• Given text:
>>
1

Creating and Managing Data in Azure Data Lake

Azure Data Lake is a highly scalable and durable object-based cloud storage solution from Microsoft. It is optimized to store large amounts of structured and semi-structured data such as logs, application data, and documents.

Azure Data Lake can be used as a data source and destination in data engineering projects. As a source, it can be used to stage structured or semi-structured data. As a destination, it can be used to store the result of a data pipeline.

Azure Data Lake is provisioned as a storage account in Azure, capable of storing files (blobs), tables, or queues. This book will focus on Azure Data Lake storage accounts used for storing blobs/files

In this chapter, we will learn how to provision, manage, and upload data into Data Lake accounts and will cover the following recipes:

  • Provisioning an Azure storage account using the Azure portal
  • Provisioning an Azure storage account using PowerShell
  • Creating containers and uploading files to Azure Blob storage using PowerShell
  • Managing blobs in Azure Storage using PowerShell
  • Configuring blob lifecycle management for blob objects using the Azure portal

Technical requirements

For this chapter, the following are required:

  • An Azure subscription
  • Azure PowerShell

The code samples can be found at https://github.com/PacktPublishing/Azure-Data-Engineering-Cookbook-2nd-edition.
<<
• Listed entries:
>>
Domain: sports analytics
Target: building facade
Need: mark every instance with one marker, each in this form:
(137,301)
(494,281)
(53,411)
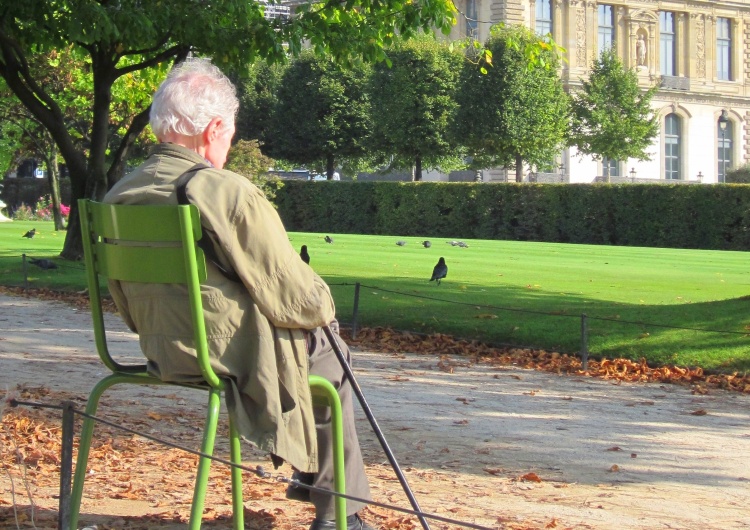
<<
• Job 1:
Rewrite the part of the Azure Data Lake text starting with "Azure Data Lake is a" and going on through "a data pipeline.", using "target" in place of "destination".
• Job 2:
Decide whether each statement agrees with the Azure Data Lake text. Answer yes or no, and quote the words of the text that settle it. (a) Azure Data Lake is provisioned as a storage account in Azure. (b) The book focuses on storage accounts used for storing queues. (c) An Azure subscription is required for the chapter.
• Job 3:
Continue the Azure Data Lake chapter text after its final sentence.

• Expected answer 1:
Azure Data Lake is a highly scalable and durable object-based cloud storage solution from Microsoft. It is optimized to store large amounts of structured and semi-structured data such as logs, application data, and documents.

Azure Data Lake can be used as a data source and target in data engineering projects. As a source, it can be used to stage structured or semi-structured data. As a target, it can be used to store the result of a data pipeline.

• Expected answer 2:
(a) Yes: "Azure Data Lake is provisioned as a storage account in Azure"
(b) No: "This book will focus on Azure Data Lake storage accounts used for storing blobs/files"
(c) Yes: "For this chapter, the following are required:" and "An Azure subscription"

• Expected answer 3:
Provisioning an Azure storage account using the Azure portal

In this recipe, we will provision an Azure storage account using the Azure portal. Azure Blob storage is one of the four storage services available in Azure Storage. The other storage services are Table, Queue, and File Share. Table storage is used to store non-relational structured data as key-value pairs, queue storage is used to store messages as queues, and file share is used for creating file share directories/mount points that can be accessed using the NFS/SMB protocols. This chapter will focus on storing data using the Blob storage service.

Getting ready

Before you start, open a web browser and go to the Azure portal at https://portal.azure.com. Ensure that you have an Azure subscription. Install Azure PowerShell on your machine; instructions for installing it can be found at https://docs.microsoft.com/en-us/powershell/azure/install-az-ps?view=azps-6.6.00.

How to do it…

The steps for this recipe are as follows:

  1. In the Azure portal, select Create a resource and choose Storage account – blob, file, table, queue (or search for storage account in the search bar; do not choose Storage accounts (classic)).
  2. A new page, Create a storage account, will open. There are six tabs on the Create a storage account page – Basics, Advanced, Networking, Data protection, Tags, and Review + create.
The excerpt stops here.